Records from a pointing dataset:

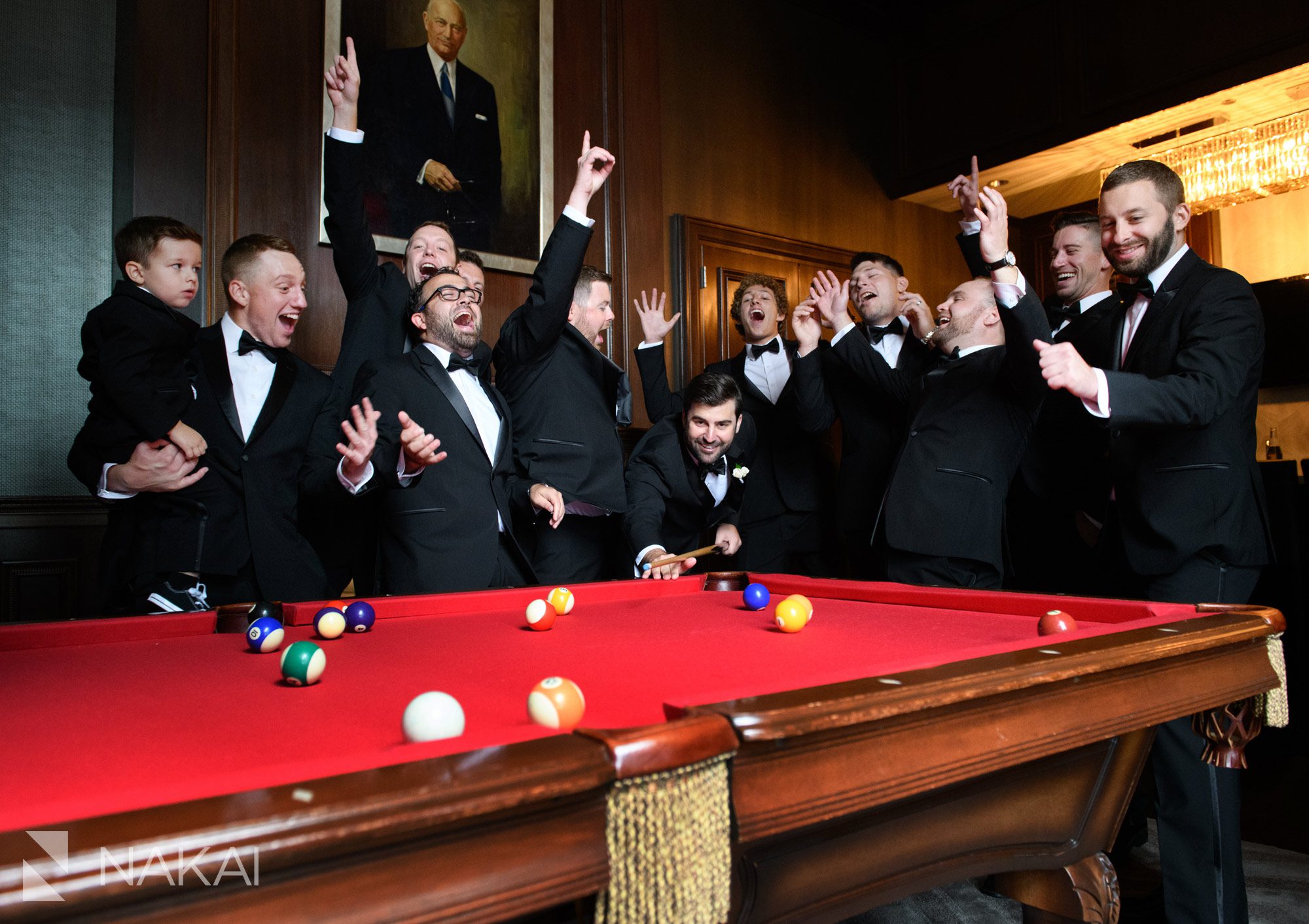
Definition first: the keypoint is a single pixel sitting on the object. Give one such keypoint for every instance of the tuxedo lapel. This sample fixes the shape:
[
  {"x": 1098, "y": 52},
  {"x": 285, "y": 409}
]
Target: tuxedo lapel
[
  {"x": 442, "y": 380},
  {"x": 1087, "y": 320},
  {"x": 747, "y": 385},
  {"x": 502, "y": 408},
  {"x": 283, "y": 380},
  {"x": 214, "y": 358},
  {"x": 1162, "y": 304}
]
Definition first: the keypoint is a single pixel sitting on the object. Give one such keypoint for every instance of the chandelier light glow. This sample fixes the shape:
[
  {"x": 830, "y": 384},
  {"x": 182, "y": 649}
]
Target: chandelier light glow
[{"x": 1243, "y": 166}]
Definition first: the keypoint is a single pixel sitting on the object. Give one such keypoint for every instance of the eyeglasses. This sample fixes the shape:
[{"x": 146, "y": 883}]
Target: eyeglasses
[{"x": 455, "y": 294}]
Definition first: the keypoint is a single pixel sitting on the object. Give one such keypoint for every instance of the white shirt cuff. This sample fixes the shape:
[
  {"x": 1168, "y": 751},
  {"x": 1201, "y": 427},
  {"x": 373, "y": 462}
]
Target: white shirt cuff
[
  {"x": 104, "y": 493},
  {"x": 1011, "y": 294},
  {"x": 579, "y": 217},
  {"x": 346, "y": 135},
  {"x": 350, "y": 486},
  {"x": 1100, "y": 408},
  {"x": 841, "y": 334},
  {"x": 642, "y": 556}
]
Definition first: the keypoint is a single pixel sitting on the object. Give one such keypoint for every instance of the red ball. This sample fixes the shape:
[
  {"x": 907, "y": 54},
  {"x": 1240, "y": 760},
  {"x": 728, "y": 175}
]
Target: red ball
[{"x": 1057, "y": 622}]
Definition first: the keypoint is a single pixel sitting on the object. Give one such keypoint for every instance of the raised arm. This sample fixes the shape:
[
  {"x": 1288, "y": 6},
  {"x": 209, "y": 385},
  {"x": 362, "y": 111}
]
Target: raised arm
[
  {"x": 536, "y": 325},
  {"x": 660, "y": 400},
  {"x": 354, "y": 253},
  {"x": 964, "y": 189}
]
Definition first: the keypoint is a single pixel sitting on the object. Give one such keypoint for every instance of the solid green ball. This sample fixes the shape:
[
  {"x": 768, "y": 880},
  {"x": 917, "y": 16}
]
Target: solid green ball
[{"x": 303, "y": 664}]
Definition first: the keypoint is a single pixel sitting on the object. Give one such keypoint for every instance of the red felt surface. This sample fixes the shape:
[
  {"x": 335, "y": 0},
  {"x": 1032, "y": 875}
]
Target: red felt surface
[{"x": 117, "y": 726}]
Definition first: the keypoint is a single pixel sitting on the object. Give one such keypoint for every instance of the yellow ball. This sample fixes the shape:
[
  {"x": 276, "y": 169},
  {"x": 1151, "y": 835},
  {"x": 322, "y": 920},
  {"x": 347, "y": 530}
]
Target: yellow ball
[
  {"x": 804, "y": 603},
  {"x": 791, "y": 616},
  {"x": 562, "y": 600}
]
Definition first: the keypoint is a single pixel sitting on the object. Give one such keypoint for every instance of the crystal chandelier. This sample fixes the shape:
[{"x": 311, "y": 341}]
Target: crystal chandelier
[{"x": 1243, "y": 166}]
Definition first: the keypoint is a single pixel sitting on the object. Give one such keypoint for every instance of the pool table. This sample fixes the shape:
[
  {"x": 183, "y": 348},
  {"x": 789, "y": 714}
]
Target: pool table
[{"x": 905, "y": 739}]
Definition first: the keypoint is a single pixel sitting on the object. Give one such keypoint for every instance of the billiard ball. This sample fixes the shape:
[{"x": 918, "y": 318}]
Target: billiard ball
[
  {"x": 361, "y": 617},
  {"x": 756, "y": 596},
  {"x": 557, "y": 702},
  {"x": 541, "y": 616},
  {"x": 791, "y": 616},
  {"x": 804, "y": 603},
  {"x": 562, "y": 600},
  {"x": 433, "y": 717},
  {"x": 329, "y": 622},
  {"x": 265, "y": 635},
  {"x": 303, "y": 664},
  {"x": 1057, "y": 622}
]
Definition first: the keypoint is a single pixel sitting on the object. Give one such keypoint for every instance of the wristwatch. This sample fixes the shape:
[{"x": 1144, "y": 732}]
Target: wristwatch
[{"x": 1009, "y": 260}]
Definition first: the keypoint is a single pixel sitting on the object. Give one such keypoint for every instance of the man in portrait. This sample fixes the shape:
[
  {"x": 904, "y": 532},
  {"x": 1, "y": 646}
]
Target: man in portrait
[{"x": 438, "y": 132}]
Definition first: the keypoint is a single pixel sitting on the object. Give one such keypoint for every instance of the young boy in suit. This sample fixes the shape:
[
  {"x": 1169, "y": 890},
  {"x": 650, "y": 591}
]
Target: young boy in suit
[{"x": 135, "y": 344}]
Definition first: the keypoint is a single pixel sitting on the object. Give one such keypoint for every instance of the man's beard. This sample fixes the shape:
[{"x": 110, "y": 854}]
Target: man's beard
[
  {"x": 1157, "y": 252},
  {"x": 697, "y": 452},
  {"x": 446, "y": 333}
]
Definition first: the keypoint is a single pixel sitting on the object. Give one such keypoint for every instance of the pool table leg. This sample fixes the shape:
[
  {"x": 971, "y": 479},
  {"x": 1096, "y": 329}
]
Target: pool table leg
[{"x": 1086, "y": 891}]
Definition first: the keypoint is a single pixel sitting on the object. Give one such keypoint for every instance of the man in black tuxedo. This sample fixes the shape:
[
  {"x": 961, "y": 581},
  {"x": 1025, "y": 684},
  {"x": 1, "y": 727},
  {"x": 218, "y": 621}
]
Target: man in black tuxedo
[
  {"x": 871, "y": 430},
  {"x": 452, "y": 528},
  {"x": 687, "y": 480},
  {"x": 780, "y": 522},
  {"x": 228, "y": 533},
  {"x": 439, "y": 133},
  {"x": 567, "y": 397},
  {"x": 1058, "y": 502},
  {"x": 1188, "y": 520},
  {"x": 968, "y": 417},
  {"x": 378, "y": 317}
]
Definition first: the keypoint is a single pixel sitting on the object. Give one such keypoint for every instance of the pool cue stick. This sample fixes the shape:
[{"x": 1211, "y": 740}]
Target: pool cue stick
[{"x": 660, "y": 563}]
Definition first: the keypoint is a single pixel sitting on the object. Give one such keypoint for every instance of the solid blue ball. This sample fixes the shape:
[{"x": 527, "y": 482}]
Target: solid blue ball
[
  {"x": 265, "y": 635},
  {"x": 756, "y": 596},
  {"x": 361, "y": 617}
]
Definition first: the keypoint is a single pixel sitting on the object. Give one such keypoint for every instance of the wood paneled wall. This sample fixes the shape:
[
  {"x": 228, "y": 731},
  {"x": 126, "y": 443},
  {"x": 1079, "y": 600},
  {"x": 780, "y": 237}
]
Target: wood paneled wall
[{"x": 759, "y": 134}]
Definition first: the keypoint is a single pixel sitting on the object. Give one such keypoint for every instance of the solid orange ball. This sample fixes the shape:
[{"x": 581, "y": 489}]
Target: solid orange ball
[{"x": 791, "y": 616}]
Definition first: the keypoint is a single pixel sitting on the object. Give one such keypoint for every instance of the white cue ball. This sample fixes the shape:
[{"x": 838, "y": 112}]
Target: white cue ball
[{"x": 433, "y": 717}]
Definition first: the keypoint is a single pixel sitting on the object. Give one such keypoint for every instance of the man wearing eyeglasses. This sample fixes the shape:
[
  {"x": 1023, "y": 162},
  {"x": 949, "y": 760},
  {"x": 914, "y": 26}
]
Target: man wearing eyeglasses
[{"x": 447, "y": 529}]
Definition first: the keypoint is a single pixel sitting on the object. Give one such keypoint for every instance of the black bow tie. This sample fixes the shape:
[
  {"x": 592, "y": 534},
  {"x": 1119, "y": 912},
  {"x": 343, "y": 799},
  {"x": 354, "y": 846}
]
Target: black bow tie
[
  {"x": 1142, "y": 287},
  {"x": 719, "y": 468},
  {"x": 248, "y": 344},
  {"x": 473, "y": 364},
  {"x": 876, "y": 334}
]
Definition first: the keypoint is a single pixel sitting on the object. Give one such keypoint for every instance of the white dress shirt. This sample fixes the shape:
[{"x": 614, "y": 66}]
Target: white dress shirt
[
  {"x": 485, "y": 416},
  {"x": 1136, "y": 315},
  {"x": 718, "y": 485},
  {"x": 889, "y": 346},
  {"x": 769, "y": 372}
]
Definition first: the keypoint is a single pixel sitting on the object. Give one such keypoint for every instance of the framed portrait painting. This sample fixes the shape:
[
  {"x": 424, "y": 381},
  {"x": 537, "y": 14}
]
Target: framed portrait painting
[{"x": 457, "y": 107}]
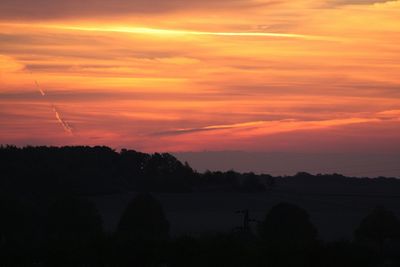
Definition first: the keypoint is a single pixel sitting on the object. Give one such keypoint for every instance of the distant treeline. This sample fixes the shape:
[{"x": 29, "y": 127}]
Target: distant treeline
[
  {"x": 86, "y": 170},
  {"x": 83, "y": 170}
]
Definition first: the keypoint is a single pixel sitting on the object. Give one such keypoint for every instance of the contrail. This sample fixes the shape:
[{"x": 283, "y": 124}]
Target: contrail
[
  {"x": 64, "y": 123},
  {"x": 177, "y": 32},
  {"x": 67, "y": 128},
  {"x": 156, "y": 31}
]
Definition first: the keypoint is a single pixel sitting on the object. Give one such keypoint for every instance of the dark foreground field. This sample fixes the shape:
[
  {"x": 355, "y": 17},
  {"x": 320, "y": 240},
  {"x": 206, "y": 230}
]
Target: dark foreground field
[{"x": 82, "y": 206}]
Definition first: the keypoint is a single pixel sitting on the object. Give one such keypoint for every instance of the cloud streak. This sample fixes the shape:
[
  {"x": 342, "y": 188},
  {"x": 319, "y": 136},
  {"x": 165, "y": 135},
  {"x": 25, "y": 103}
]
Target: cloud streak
[{"x": 66, "y": 126}]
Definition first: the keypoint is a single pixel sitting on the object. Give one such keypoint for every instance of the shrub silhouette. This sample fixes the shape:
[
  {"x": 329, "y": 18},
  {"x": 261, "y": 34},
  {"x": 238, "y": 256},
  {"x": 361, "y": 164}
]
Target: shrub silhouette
[
  {"x": 287, "y": 225},
  {"x": 143, "y": 219},
  {"x": 379, "y": 226}
]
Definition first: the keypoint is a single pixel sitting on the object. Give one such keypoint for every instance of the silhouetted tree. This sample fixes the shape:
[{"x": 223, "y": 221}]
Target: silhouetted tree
[
  {"x": 379, "y": 226},
  {"x": 143, "y": 219},
  {"x": 287, "y": 225}
]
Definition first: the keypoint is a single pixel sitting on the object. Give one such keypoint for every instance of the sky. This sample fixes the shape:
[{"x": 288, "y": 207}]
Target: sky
[{"x": 304, "y": 76}]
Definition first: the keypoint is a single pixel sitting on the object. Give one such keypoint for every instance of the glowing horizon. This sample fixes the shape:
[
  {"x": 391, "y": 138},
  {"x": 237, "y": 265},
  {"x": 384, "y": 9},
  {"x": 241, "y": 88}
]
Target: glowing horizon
[{"x": 251, "y": 75}]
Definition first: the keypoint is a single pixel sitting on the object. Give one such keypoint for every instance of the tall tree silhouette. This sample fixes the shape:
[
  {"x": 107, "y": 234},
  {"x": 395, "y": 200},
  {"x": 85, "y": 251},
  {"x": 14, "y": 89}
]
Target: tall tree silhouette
[
  {"x": 143, "y": 219},
  {"x": 288, "y": 225}
]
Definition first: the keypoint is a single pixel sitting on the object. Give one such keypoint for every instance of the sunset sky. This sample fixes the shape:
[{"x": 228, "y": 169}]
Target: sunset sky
[{"x": 188, "y": 75}]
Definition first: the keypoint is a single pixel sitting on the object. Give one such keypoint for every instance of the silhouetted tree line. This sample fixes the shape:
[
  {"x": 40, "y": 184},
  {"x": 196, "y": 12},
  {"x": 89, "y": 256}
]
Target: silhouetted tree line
[
  {"x": 100, "y": 170},
  {"x": 67, "y": 231}
]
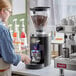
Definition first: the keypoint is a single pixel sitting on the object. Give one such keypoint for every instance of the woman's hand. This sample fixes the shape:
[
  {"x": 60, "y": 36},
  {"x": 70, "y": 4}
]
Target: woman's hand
[{"x": 25, "y": 58}]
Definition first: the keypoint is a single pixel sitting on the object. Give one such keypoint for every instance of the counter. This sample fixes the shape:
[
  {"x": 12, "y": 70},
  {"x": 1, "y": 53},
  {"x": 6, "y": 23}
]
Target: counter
[{"x": 46, "y": 71}]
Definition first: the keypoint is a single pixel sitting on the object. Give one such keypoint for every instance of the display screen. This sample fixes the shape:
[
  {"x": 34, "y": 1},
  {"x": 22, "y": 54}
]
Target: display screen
[{"x": 36, "y": 53}]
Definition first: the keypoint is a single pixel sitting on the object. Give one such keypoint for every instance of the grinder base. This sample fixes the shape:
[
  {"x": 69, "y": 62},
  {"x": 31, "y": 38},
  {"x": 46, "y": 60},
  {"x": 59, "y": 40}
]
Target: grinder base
[{"x": 34, "y": 66}]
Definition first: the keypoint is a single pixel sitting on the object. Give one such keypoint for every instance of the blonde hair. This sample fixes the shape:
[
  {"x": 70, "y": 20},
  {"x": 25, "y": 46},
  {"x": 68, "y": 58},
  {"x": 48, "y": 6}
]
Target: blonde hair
[{"x": 5, "y": 4}]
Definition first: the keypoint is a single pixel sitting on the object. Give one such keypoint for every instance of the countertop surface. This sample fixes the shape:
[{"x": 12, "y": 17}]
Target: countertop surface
[{"x": 46, "y": 71}]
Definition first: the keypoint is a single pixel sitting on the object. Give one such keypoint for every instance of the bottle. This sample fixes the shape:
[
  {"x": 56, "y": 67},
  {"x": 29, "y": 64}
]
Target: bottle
[
  {"x": 16, "y": 39},
  {"x": 23, "y": 37}
]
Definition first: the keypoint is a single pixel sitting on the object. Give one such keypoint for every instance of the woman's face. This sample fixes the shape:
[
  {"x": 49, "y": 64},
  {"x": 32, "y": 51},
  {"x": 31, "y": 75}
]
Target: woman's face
[{"x": 5, "y": 12}]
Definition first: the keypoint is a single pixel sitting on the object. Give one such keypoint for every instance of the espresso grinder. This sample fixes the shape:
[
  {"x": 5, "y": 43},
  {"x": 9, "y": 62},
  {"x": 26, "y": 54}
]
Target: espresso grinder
[{"x": 39, "y": 42}]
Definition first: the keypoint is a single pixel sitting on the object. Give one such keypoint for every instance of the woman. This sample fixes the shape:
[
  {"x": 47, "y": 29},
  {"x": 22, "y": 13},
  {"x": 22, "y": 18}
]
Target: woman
[{"x": 7, "y": 54}]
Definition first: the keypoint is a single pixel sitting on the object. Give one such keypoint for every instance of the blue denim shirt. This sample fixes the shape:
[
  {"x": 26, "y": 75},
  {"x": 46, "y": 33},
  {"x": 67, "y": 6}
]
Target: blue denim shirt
[{"x": 7, "y": 52}]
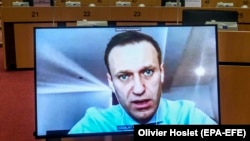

**EXERCISE TASK:**
Can you gather every line of the records above that contains the string "paneled", copying each line out in full? The match is case-sensitive.

**ANSWER TO THE TASK:**
Definition first: the keypoint is a single pixel sitting on the object. Give one such keypoint for every instance of the wood paneled wall. This sample fixes the shape:
Target: wood paneled wall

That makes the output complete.